| Kutipan Artikel |
_ _ _ _
'Indonesia Dalem Api dan Bara': Kronik Kota Sampai Analisis Bahasanya

By Fikri Muhammad, Jumat, 28 Agustus 2020 | 08:43 WIB
Foto Kwee Thiam Tjing yang bernama pedengan Tjamboek Berdoeri, dan buku Indonesia Dalem Api dan Bara. (Mahandis Yoanata Thamrin)

Nationalgeographic.co.id—Tahun ini seharusnya menjadi tahun istimewa untuk literasi sejarah dan jurnalisme. Kita merayakan 73 tahun penerbitan buku Indonesia Dalem Api dan Bara (IDAB), sekaligus ulang tahun ke-120 untuk penulisnya yang bernama pedengan Tjamboek Berduri.

IDAB adalah buku yang berbicara soal sejarah Malang. Mengisahkan kejadian yang tidak terungkap tentang sejarah kota. Mahandis Yoanata Thamrin, Managing Editor National Geographic Indonesia, mencari sisi lain dari Kota Malang yang tidak terungkap, dan sederet situs yang pernah disinggahi si Tjamboek Berdoeri.

"Ada pembantaian orang Tionghoa. Saya setidaknya sampai ke Mergosono, suatu kawasan di Malang tempat mereka diculik dan di bunuh. Ada 20-an individu yang tewas di sana," kata Mahandis membuka Bincang Redaksi ke-16.

Baca Juga: Selidik Tjamboek Berdoeri dan Catatan Terlupakan Revolusi Indonesia

Tentara Belanda mengendarai brencarrier memajang poster Presiden Sukarno, foto pada 24 Juli 1947. (Nationaal Archief)
_ _ _ _
| Data Tersedia |
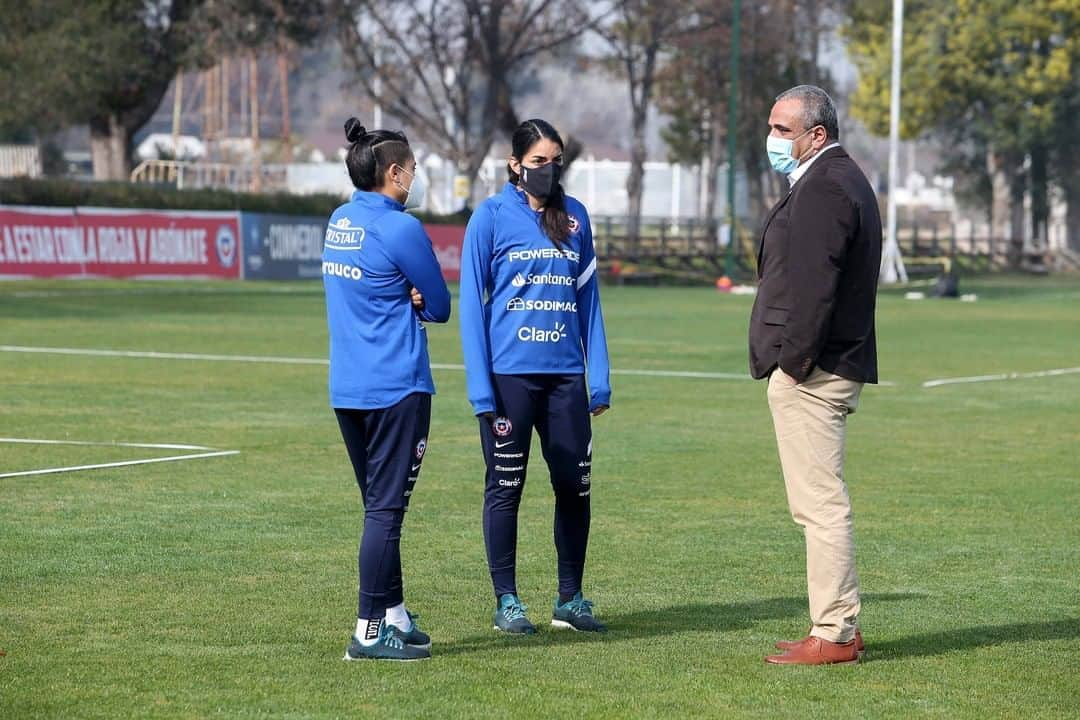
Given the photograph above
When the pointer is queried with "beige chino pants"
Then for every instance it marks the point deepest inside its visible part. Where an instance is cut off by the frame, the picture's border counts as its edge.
(810, 421)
_ _ _ _
| Soal Tantangan |
1) Dalam artikel tentang buku Indonesia Dalem Api dan Bara, sejarah kota mana yang dibicarakan buku itu?
2) Teruskan artikel tentang buku Indonesia Dalem Api dan Bara mulai setelah kalimat terakhirnya.

| Jawaban Soal |
1) Kota Malang.

2)
Ben Anderson, sosok penggali siapa sejatinya Tjamboek Berdoeri, pernah mengungkapkan bahwa Tjamboek Berduri menulis pada fajar abad baru. Memiliki nama asli Kwee Thiam Tjing, lahir pada 1900 yang selaras dengan kelahiran gerakan pendidikan Tionghoa di tanah air.

IDAB diterbitkan pertama kali pada November 1947 dengan penerbit Perfektas di Malang. Pada sampul halaman berwarna kuning itu tertulis:

"Ditoelis sebagi peringetan oentoek anak-tjoetjoe saja

Buku Indonesia Dalem Api dan Bara akan berat jika di berikan ke anak sekolah atau ke calon guru sejarah. Jauh dari pendidikan karakter sebagai suatu yang positif dan baik menurut FX Domini BB Hera, atau akrab disapa Sisco, seorang Sejarawan Center for Culture and Frontier Studies Universitas Brawidjaja.

"Bagaimana kita tahu tempat yang terang tapi kita tidak tahu tempat yang gelap? Gelap dan putihnya revolusi Indonesia menjadi kenyataan," ucap Sisco.

Buku ini memulai kisahnya pada suasana awal Perang Dunia Kedua. Lembaran awalnya langsung bicara pada era 1939 sampai ke periode akhir Jepang pada bagian akhiranya.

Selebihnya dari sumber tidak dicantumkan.